____ Document extract

9

I am having a hard time understanding what a sufficient statistic actually helps us do.

It says that

Given $X_1, X_2, ..., X_n$ from some distribution, a statistic $T(X)$ is sufficient for a parameter $\theta$ if

$P(X_1, X_2, ..., X_n|T(X), \theta) = P(X_1, X_2, ..., X_n|T(X))$.

Meaning, if we know $T(X)$, then we cannot gain any more information about the parameter $\theta$ by considering other functions of the data $X_1, X_2, ..., X_n$.

I have two questions:

  1. It seems to me that the purpose of $T(X)$ is to make it so that we can calculate the pdf of a distribution more easily. If calculating the pdf yields a probability measure, then why is it said that we cannot "gain any more information about the parameter $θ$"? In other words, why are we focused on $T(X)$ telling us something about $\theta$ when the pdf spits out a probability measure, which isn't $\theta$?

  2. When it says: "we cannot gain any more information about the parameter θ by considering other functions of the data $X_1,X_2,...,X_n$.", what other functions are they talking about? Is this akin to saying that if I randomly draw $n$ samples and find $T(X)$, then any other set of $n$ samples I draw give $T(X)$ also?

user123276
  • 2,077

1 Answers1

18

I think the best way to understand sufficiency is to consider familiar examples. Suppose we flip a (not necessarily fair) coin, where the probability of obtaining heads is some unknown parameter $p$. Then individual trials are IID Bernoulli(p) random variables, and we can think about the outcome of $n$ trials as being a vector $\boldsymbol X = (X_1, X_2, \ldots, X_n)$. Our intuition tells us that for a large number of trials, a "good" estimate of the parameter $p$ is the statistic $$\bar X = \frac{1}{n} \sum_{i=1}^n X_i.$$ Now think about a situation where I perform such an experiment. Could you estimate $p$ equally well if I inform you of $\bar X$, compared to $\boldsymbol X$? Sure. This is what sufficiency does for us: the statistic $T(\boldsymbol X) = \bar X$ is sufficient for $p$ because it preserves all the information we can get about $p$ from the original sample $\boldsymbol X$. (To prove this claim, however, needs more explanation.)

________

#### Exercise requirements:
[A] Answer these from the thread on sufficient statistics:
(i) In the coin example, what does the unknown parameter stand for?
(ii) How many questions does the person asking say they have?
(iii) Which statistic does the reply call sufficient for that parameter?
[B] Repeat the part of the thread on sufficient statistics between "It says that" and "data $X_1, X_2, ..., X_n$.", inclusive.

____ Items

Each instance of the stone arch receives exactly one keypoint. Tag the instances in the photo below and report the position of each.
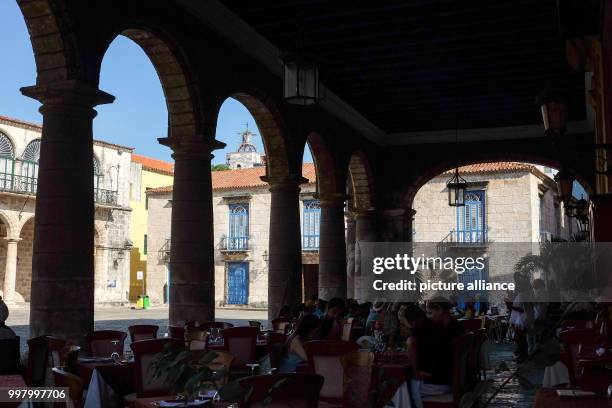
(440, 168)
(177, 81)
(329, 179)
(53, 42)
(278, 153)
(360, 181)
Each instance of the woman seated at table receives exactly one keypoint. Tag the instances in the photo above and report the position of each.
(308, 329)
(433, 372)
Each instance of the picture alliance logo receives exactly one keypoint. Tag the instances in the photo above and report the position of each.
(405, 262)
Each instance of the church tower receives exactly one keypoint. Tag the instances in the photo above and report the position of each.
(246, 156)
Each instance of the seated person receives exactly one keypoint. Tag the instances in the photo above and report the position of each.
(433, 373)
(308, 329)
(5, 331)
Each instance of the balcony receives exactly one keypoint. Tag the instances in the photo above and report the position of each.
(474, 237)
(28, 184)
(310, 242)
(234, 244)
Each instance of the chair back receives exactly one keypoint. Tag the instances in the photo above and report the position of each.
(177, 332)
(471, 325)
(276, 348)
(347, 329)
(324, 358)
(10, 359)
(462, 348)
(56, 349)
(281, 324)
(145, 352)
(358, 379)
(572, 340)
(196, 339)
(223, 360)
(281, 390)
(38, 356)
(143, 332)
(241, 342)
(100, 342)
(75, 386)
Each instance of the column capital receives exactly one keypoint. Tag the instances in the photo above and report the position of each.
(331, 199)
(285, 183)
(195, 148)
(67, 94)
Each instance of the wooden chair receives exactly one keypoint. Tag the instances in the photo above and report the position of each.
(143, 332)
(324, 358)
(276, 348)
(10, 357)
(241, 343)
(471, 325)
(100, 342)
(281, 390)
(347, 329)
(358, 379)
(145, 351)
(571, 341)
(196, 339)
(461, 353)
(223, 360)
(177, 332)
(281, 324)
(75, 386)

________
____ Items

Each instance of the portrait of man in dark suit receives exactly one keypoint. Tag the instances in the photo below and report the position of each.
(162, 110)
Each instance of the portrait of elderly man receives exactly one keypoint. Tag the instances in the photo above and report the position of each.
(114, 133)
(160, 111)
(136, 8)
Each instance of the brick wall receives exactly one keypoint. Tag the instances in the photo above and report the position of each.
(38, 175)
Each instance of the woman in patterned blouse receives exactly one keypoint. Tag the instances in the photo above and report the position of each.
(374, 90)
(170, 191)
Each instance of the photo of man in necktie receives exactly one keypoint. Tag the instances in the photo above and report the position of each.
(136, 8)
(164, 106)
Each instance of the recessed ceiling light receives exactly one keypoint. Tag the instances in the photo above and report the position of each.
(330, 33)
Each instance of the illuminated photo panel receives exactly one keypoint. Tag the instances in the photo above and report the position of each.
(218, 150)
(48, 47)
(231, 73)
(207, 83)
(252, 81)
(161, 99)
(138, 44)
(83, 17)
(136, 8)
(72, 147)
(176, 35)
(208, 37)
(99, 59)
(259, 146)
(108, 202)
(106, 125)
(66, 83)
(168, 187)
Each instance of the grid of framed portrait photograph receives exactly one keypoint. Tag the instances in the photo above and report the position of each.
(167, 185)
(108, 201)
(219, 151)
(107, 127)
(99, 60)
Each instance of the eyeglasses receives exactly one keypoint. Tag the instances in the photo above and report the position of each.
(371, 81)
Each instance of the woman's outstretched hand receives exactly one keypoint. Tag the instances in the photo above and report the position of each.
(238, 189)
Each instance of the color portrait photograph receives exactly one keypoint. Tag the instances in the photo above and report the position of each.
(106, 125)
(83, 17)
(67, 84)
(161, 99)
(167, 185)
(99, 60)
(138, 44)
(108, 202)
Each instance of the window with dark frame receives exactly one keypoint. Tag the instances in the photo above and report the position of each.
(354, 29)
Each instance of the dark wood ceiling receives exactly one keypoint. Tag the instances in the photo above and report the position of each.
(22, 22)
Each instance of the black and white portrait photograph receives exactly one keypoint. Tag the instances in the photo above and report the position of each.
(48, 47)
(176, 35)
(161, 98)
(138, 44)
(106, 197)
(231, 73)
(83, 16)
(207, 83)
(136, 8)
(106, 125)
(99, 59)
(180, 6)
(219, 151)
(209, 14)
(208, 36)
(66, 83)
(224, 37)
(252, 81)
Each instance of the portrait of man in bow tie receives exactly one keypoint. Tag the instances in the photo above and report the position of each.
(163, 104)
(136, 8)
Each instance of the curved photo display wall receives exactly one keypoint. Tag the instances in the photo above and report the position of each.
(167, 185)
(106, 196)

________

#### Answers to the exercises:
[A]
(i) The probability of getting heads, written $p$.
(ii) Two.
(iii) The sample mean, $\bar X = \frac{1}{n} \sum_{i=1}^n X_i$.

[B]
It says that

Given $X_1, X_2, ..., X_n$ from some distribution, a statistic $T(X)$ is sufficient for a parameter $\theta$ if

$P(X_1, X_2, ..., X_n|T(X), \theta) = P(X_1, X_2, ..., X_n|T(X))$.

Meaning, if we know $T(X)$, then we cannot gain any more information about the parameter $\theta$ by considering other functions of the data $X_1, X_2, ..., X_n$.